#### Excerpt:
*****

1. Why did you choose to share your code/data?

We chose to share our code for several reasons:

  • We wanted readers interested in the published paper to be able to gain a better understanding of the proposed algorithm by looking at the code.
  • Sharing this information facilitates the reproducibility of the results.
  • It allows researchers and interested clinicians to further improve the algorithm and test it on their own data, without spending valuable time re-implementing existing software.

2. Do you think you’ll share code/data again in future publications?

Certainly, for us, code and data sharing (e.g. through code repositories such as GitHub or data publications) is a priority wherever possible.

3. At what stage did you decide to share your code/data? Is there anything you wish you had known or done sooner?

We decided to share our code as soon as it became apparent that it was producing useful results. We are also in the process of publishing the medical images that were analyzed in our research, but this poses some additional legal and privacy-related challenges. We think that sharing of clinical data, in a way that respects patient privacy, should be encouraged, as it may limit the unnecessary duplication of clinical studies that collect similar data.

4. Are there any other reproducible research practices that you didn’t use for this paper but might be interested in trying in the future?

There is always room for improvement when documenting code and intermediate results. We also plan to facilitate access to the raw data underlying summary figures and tables.

Questions about your specific reproducible research practice

1. What practical advice do you have for people who would like to share parts of their research using Jupyter notebooks?

Perhaps it’s worth noting that Jupyter notebooks are not limited to Python code but support many other languages, such as R and Julia.

*****

#### Questions to answer:
a. In the interview on sharing research code, rewrite the paragraph that begins "We decided to share our code" as a short bulleted list that keeps its main facts.
b. Besides Python, which languages does the interview on sharing research code name as supported by Jupyter notebooks?
c. Please write the next part of the interview on sharing research code, picking up after its final sentence.

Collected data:

*****

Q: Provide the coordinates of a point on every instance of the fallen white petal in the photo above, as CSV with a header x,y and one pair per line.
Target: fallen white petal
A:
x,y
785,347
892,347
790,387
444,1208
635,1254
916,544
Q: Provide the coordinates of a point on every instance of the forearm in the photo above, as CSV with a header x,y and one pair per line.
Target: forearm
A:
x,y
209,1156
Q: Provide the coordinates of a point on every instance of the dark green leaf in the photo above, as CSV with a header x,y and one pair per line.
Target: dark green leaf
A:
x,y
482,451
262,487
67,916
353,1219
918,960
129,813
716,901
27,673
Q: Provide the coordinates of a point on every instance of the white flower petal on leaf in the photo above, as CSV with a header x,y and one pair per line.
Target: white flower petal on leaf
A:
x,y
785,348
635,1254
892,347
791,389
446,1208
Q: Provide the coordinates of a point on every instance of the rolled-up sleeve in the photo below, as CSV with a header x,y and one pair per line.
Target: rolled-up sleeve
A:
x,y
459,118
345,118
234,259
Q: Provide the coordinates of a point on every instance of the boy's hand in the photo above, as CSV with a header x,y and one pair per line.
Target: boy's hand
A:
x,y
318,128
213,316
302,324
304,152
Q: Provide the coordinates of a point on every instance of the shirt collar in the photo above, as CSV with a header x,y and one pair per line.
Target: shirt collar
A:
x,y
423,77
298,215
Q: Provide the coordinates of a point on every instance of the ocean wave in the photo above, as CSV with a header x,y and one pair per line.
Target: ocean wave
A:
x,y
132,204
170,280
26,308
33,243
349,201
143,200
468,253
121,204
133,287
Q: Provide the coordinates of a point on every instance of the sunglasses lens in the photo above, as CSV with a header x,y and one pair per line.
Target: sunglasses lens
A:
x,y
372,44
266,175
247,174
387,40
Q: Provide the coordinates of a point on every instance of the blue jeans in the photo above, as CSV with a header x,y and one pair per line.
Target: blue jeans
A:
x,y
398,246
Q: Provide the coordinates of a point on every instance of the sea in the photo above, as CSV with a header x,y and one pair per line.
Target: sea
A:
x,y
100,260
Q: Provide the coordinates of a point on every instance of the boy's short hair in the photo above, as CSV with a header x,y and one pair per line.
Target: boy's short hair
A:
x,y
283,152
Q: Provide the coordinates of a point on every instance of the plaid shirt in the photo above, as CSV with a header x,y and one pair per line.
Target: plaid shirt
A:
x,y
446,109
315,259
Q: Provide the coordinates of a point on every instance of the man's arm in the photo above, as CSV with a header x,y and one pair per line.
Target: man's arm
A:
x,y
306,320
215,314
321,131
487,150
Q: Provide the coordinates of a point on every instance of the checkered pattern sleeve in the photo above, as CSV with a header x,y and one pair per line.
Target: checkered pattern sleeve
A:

*****

#### Written responses:
a.
- The code was shared as soon as it became clear that it was producing useful results.
- The medical images analyzed in the research are in the process of being published, but this raises additional legal and privacy challenges.
- Sharing clinical data in a way that respects patient privacy should be encouraged, because it may limit unnecessary duplication of clinical studies that collect similar data.

b. R and Julia, among many others.

c.
Editor’s note: With the proper plugin, you can also use multiple languages within a single notebook. For example, within the same Jupyter notebook you could process your data in MATLAB and then use a Python package such as Plotly to visualize the data.

The authors shared a demo of their algorithm in a Jupyter Notebook, shown here. To test it out yourself, download their code or open a MyBinder session in your browser by clicking here. Run all the cells of the Jupyter Notebook and read the accompanying explanations to work through the demo.

2. Can you share some resources that might help interested readers to get started using Jupyter Notebooks?

The Jupyter documentation is excellent (https://jupyter.org/documentation). For most first-time users it should be enough to take a look at the Markdown syntax (https://www.markdownguide.org/basic-syntax/) before formatting text in a notebook.

3. Did you encounter any challenges or hurdles during the process of writing or sharing a demo of your research using Jupyter notebooks?

To our knowledge, Jupyter notebooks shared on a GitHub repository  cannot be run interactively without downloading them first*. Alternative options such as CloudStor SWAN or Google Colab offer this service and may be worth exploring in the future.

*Editor’s note: A recent open-source initiative by Project Jupyter called MyBinder now allows Jupyter notebooks hosted on GitHub to be run without the need to download them. All that is needed are some configuration files or a Dockerfile inside the GitHub repository. We forked the authors GitHub repository and added the necessary configuration file, you can now run their demo notebook in your web browser by simply clicking this link.

4. Besides being a useful tool to share your work with others, were there  any other benefits of using Jupyter notebooks?

We found that the process of creating a Jupyter notebook helped us to identify and summarize the key elements of our research that may be of interest to fellow researchers and clinicians.